_Exercise task_
Please reproduce only the entries in the stretch from the line containing "Class name: shrub" through the line containing "[141,0,480,214]", replacing "large tree" with "big tree" and leaving every other character unchanged.

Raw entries

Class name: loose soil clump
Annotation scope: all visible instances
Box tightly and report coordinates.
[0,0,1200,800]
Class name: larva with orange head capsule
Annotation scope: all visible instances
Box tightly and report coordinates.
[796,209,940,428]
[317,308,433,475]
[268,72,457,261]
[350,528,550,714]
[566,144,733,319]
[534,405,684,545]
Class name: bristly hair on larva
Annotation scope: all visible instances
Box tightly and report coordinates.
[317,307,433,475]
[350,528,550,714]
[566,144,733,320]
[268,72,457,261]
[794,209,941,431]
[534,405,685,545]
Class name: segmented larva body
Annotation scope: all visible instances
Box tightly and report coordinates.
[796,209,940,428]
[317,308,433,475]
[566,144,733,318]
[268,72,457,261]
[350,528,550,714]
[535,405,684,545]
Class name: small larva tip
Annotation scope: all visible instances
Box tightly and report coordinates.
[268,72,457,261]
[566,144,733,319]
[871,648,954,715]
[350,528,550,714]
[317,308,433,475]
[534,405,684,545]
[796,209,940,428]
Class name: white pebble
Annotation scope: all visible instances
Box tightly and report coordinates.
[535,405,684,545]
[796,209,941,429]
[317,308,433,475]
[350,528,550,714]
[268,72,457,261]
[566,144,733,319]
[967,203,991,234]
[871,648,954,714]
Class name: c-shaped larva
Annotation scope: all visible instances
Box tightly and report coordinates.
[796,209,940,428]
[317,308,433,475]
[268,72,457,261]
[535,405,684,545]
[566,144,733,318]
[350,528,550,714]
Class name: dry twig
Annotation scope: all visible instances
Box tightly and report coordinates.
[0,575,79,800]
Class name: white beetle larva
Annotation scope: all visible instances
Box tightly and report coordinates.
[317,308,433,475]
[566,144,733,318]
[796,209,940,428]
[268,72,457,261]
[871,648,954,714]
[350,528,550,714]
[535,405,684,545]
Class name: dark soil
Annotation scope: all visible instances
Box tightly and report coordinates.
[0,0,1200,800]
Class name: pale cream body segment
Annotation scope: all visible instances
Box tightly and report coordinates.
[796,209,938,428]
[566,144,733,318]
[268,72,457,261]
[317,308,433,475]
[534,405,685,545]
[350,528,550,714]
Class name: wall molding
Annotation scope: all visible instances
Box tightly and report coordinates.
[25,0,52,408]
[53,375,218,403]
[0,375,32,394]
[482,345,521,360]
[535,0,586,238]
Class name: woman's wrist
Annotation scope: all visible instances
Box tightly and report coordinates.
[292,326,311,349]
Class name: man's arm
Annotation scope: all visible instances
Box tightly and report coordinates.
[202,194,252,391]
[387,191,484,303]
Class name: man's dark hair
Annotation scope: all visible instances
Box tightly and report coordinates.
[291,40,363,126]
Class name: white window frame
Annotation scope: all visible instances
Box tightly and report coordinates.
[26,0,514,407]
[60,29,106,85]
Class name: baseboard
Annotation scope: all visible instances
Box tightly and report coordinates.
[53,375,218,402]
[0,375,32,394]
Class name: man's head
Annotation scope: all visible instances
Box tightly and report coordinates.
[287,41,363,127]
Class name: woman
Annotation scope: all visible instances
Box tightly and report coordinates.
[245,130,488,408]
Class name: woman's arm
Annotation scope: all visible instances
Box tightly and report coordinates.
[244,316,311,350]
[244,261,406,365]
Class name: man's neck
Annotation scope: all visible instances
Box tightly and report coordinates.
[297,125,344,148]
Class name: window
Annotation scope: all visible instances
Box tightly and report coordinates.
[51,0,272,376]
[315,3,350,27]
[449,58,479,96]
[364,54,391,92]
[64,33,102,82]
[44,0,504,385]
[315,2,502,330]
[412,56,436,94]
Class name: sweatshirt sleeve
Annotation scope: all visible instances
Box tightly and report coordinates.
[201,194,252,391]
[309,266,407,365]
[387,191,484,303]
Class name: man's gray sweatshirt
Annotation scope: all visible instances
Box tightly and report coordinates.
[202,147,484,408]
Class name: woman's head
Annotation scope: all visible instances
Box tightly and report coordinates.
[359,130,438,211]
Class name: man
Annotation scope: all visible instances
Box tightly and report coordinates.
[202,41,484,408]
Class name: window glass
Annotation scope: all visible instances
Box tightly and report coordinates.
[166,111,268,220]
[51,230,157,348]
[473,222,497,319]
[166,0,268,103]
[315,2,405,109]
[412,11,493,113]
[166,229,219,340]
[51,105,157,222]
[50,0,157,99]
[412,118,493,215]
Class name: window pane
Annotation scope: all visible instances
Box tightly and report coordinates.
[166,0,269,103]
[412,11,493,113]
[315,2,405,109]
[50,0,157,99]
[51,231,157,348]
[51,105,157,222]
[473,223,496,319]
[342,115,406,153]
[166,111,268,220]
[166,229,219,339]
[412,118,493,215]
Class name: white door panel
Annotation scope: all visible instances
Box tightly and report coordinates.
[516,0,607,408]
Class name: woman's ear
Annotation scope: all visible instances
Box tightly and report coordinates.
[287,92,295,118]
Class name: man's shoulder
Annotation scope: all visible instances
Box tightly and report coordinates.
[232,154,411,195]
==
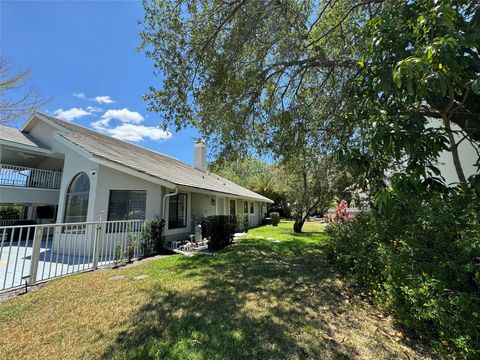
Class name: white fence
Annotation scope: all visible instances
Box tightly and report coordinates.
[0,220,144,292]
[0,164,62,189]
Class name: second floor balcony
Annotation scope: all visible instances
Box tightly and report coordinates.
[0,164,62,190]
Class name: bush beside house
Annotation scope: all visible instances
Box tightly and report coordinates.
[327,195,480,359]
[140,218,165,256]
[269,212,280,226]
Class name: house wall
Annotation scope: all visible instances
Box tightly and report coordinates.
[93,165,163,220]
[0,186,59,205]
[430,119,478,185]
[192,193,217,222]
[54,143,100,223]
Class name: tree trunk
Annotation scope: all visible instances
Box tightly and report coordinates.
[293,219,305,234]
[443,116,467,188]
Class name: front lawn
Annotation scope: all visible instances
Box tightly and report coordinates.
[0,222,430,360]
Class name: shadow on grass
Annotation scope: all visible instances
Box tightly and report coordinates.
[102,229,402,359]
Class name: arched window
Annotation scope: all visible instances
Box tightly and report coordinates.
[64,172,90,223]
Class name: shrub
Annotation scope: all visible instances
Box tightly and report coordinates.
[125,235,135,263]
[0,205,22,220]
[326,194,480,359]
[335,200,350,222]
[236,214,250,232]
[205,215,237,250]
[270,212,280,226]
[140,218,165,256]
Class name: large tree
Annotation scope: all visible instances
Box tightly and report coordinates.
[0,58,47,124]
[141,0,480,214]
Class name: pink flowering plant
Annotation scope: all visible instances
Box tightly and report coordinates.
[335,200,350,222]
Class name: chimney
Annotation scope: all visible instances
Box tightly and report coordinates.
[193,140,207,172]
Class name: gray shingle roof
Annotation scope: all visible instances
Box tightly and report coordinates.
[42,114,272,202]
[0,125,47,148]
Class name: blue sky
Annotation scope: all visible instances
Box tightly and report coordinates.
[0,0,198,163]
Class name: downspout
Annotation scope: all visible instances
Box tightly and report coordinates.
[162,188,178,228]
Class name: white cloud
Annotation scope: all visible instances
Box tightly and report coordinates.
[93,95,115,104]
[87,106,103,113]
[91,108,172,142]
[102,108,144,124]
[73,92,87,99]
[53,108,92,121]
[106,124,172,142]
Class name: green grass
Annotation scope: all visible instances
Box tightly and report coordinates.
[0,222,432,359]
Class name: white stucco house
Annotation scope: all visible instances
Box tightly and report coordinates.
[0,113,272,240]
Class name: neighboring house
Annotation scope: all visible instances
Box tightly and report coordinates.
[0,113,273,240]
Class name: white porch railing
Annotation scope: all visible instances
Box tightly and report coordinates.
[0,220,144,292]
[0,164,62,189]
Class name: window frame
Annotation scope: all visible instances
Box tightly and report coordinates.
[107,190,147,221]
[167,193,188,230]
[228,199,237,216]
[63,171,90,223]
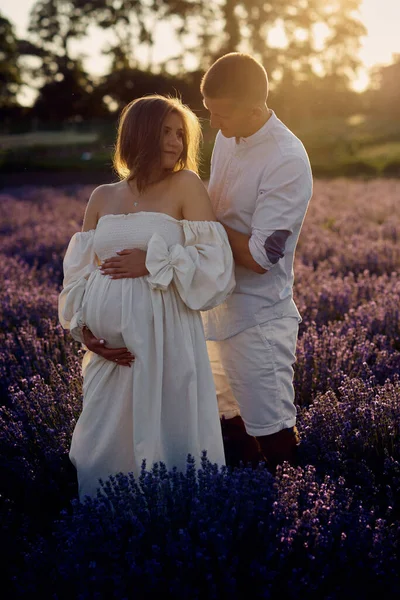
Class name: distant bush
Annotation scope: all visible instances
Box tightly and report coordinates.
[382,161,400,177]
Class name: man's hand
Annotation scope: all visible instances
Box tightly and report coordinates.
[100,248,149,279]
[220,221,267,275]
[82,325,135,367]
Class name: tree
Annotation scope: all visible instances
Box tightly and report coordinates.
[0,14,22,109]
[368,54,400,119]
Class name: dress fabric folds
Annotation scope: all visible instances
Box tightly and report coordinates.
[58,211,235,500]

_Complete answer_
Class name: shrub
Annotation scope: all visible instances
Box tightly and report coordinates.
[125,235,135,263]
[0,205,22,220]
[326,194,480,359]
[335,200,350,222]
[236,214,250,232]
[205,215,237,250]
[270,212,280,226]
[140,218,165,256]
Class name: big tree
Annotation scope: all visible instances
Box tightly and report coordinates.
[0,58,47,124]
[141,0,480,214]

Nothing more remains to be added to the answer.